Task goal
Rewrite everything from the line containing "target | peach rose" down to the line containing "(702, 1014)", both ends included, keeping the requests unchanged. Multiply every point coordinate in the answers by 1.3 and round each result to a whole number, rounding halves up.

--- start Given records ---

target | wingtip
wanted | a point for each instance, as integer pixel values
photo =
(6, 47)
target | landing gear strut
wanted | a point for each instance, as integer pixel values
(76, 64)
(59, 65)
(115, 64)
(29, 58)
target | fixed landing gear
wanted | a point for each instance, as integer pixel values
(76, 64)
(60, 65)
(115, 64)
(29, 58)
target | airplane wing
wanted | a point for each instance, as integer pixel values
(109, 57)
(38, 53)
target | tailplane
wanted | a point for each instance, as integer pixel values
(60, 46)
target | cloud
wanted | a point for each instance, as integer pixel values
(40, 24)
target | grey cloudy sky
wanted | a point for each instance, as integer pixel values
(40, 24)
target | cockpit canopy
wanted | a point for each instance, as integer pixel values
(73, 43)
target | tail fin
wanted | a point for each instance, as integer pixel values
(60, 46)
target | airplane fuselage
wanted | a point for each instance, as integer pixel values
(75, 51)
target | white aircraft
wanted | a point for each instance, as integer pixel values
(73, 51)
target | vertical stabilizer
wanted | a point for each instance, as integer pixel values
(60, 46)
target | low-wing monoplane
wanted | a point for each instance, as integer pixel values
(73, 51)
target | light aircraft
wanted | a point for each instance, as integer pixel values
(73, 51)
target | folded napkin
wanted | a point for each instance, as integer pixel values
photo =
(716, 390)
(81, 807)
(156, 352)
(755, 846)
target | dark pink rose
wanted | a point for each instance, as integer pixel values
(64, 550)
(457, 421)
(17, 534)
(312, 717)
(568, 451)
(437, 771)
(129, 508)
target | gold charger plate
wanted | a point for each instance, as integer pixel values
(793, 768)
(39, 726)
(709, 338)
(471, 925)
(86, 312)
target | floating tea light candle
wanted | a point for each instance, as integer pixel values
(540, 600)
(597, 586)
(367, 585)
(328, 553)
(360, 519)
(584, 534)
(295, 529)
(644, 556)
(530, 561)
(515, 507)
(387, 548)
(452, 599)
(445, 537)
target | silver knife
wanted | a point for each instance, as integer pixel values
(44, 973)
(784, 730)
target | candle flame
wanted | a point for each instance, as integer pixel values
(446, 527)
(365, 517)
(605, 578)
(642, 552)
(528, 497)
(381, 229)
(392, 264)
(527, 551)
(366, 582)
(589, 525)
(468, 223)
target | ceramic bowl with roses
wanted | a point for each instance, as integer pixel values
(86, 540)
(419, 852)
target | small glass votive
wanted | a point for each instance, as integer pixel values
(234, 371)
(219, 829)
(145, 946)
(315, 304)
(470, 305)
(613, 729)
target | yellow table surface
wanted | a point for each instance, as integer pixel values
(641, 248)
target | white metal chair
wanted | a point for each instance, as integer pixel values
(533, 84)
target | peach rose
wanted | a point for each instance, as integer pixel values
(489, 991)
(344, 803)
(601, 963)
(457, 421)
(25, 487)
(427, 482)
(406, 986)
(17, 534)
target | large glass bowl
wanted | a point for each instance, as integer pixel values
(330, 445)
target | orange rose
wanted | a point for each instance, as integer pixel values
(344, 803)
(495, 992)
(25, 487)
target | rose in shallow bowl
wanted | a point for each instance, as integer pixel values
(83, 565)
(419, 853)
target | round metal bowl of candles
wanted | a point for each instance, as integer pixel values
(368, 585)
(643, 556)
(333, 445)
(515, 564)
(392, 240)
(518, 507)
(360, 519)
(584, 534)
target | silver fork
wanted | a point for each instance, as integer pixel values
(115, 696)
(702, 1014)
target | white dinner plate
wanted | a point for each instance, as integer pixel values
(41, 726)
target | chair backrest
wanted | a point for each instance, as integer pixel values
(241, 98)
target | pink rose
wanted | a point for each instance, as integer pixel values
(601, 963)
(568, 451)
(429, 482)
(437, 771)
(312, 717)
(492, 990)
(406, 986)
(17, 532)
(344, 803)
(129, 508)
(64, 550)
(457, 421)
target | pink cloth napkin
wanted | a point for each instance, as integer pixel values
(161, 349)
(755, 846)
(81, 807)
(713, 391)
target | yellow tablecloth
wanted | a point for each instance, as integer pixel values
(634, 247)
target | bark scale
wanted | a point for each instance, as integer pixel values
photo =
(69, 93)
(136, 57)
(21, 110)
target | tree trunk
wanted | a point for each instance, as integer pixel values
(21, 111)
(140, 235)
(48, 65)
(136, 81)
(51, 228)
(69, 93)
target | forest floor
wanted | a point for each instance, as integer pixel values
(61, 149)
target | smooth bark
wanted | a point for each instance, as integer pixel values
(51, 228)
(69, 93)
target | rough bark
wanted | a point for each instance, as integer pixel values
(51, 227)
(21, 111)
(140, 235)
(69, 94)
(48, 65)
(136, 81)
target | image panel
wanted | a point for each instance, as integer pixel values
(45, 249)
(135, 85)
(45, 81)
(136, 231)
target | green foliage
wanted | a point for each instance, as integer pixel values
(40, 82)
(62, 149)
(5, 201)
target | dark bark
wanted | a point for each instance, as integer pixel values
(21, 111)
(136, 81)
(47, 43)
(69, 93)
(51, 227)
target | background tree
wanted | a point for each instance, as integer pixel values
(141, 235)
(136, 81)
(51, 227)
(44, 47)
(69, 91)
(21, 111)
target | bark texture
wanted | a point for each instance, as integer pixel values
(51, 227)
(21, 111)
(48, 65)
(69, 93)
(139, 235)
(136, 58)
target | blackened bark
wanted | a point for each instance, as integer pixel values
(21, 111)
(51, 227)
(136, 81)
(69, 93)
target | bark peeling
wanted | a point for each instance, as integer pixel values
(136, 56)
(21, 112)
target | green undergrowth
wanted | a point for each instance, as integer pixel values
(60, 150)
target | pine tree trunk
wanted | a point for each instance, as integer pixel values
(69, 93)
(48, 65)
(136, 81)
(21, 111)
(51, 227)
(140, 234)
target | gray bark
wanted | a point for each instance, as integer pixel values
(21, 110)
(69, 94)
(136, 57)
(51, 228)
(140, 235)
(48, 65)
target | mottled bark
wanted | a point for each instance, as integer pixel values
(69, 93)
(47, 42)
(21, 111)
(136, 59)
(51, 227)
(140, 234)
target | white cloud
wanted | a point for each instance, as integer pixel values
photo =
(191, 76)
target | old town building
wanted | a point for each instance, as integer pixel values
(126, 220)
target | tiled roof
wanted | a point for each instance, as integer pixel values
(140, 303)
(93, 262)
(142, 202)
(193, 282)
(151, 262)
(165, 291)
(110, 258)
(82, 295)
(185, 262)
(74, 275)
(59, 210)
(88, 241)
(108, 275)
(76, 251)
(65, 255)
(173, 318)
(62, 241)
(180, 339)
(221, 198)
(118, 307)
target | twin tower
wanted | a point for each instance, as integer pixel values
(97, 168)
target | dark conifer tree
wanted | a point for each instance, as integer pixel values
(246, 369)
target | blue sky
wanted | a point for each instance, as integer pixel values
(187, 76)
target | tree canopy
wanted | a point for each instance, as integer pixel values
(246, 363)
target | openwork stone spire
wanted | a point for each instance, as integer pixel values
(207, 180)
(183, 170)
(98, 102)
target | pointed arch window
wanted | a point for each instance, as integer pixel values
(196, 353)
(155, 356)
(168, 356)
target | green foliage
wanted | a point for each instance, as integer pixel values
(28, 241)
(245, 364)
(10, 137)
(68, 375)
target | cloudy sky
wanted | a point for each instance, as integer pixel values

--- end Given records ---

Solved exercise
target | peach rose
wanted | a point for each instance, as integer pixel values
(636, 1288)
(447, 1044)
(781, 1252)
(594, 547)
(33, 633)
(555, 627)
(528, 1282)
(22, 694)
target | large glass bowl
wanted | a point for each instance, as integer pixel values
(429, 579)
target | orange rose
wanted | a point for each instance, as integer pixel values
(447, 1044)
(644, 1290)
(33, 633)
target | rose in shallow bowl
wanted | a point for each instance, as integer pixel values
(108, 735)
(545, 1109)
target | round metal bowl of candles
wanted | a point for each instance, as integer pixel values
(478, 761)
(836, 723)
(433, 579)
(670, 733)
(510, 312)
(673, 659)
(468, 675)
(759, 694)
target | silver fork
wanted | a point for each instance, as integer pixel values
(150, 905)
(913, 1318)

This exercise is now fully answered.